### ENTRIES PROVIDED:

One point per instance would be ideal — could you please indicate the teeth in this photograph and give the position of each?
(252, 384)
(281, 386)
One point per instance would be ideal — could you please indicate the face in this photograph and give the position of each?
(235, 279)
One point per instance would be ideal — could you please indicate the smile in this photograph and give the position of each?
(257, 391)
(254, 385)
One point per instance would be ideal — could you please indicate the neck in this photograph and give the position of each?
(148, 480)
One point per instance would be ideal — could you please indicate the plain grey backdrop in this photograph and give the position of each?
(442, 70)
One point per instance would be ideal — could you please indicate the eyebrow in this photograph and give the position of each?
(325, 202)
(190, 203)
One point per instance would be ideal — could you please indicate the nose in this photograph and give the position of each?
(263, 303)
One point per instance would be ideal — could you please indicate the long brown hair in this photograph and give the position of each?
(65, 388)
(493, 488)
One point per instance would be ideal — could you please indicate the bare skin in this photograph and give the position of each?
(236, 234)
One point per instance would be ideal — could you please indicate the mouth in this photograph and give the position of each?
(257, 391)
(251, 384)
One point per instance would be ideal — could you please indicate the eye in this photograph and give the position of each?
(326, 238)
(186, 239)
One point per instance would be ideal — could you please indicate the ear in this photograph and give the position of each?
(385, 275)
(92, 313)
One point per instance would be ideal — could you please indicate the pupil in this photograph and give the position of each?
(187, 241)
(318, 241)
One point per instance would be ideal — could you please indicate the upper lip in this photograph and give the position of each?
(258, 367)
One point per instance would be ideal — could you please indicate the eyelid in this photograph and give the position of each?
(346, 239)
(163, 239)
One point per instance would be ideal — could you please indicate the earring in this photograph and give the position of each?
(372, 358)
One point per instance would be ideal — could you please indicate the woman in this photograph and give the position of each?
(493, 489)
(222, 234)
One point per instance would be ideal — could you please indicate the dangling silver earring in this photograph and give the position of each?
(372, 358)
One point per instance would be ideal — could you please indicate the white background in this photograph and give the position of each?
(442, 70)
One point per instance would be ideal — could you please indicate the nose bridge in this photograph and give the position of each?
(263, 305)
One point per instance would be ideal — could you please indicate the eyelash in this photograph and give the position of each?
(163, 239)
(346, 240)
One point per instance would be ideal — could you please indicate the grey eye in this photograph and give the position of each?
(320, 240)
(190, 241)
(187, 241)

### EXERCISE BRIEF:
Copy all of the data above word for word, keeping every line in its original order.

### THE RESULT:
One point per instance would be ideal — could you please indicate the teeth in this photograph and give the position of each?
(252, 384)
(281, 386)
One point per instance would be ideal — could you please indicate the face in this photograph and give the position of each?
(235, 279)
One point per instance would be ideal — could you please indicate the smile in this photograph and give the position of each?
(257, 391)
(254, 385)
One point per instance would be ideal — could you please indicate the neck in this photograph and give the position of each?
(148, 480)
One point per instance would be ideal — could you please indicate the plain grey backdrop in this photograph and give the position of each?
(442, 70)
One point per instance would be ideal — could you please indicate the eyebrow in this photograph and give the position of each?
(325, 202)
(190, 203)
One point per instance would be ideal — could you please indicate the nose in this photograph and give the position of each?
(263, 303)
One point per instance would be ideal — could you please indicate the long brown hair in this photograph and give the position of each?
(65, 388)
(493, 488)
One point per instance would be ideal — could you please indicate the bare skin in this photograph and give the position of each?
(236, 234)
One point per instance would be ideal — could you please indicate the mouth in this photograph and give the position of each?
(257, 391)
(251, 384)
One point per instance would be ideal — could you please indicate the eye in this photograph and give the position of each?
(326, 238)
(186, 239)
One point per instance would be ideal — could you please indicate the ear in this photograph and give the position of each?
(385, 275)
(92, 313)
One point per instance would be ideal — could you please indicate the pupil in this photograph and give the position of each?
(187, 241)
(318, 241)
One point per instance would be ideal — could you please indicate the upper lip in this photograph and give the position of each?
(258, 367)
One point per instance would be ideal — could you please indicate the eyelid in this photograph and give the position of each?
(346, 239)
(163, 239)
One point per instance would be ideal — could you please indicate the earring in this photograph and give the position of each?
(372, 358)
One point per instance would be ideal — could you please indicate the woman in this photograph and give the position of each?
(493, 489)
(222, 234)
One point per instance would be ideal — could you please indicate the dangling silver earring in this photograph and give the position of each?
(372, 358)
One point per instance would be ideal — could you please indicate the white background in this photograph and give the position of each?
(442, 70)
One point per instance would be ideal — could you please indicate the nose bridge in this photograph and give the position of each?
(263, 305)
One point per instance would be ideal — could you please indicate the eyelash in this photograph and give the position of each?
(163, 239)
(346, 240)
One point per instance would be ideal — could you please indicate the grey eye in this photograph and give the position of each?
(320, 240)
(190, 241)
(187, 241)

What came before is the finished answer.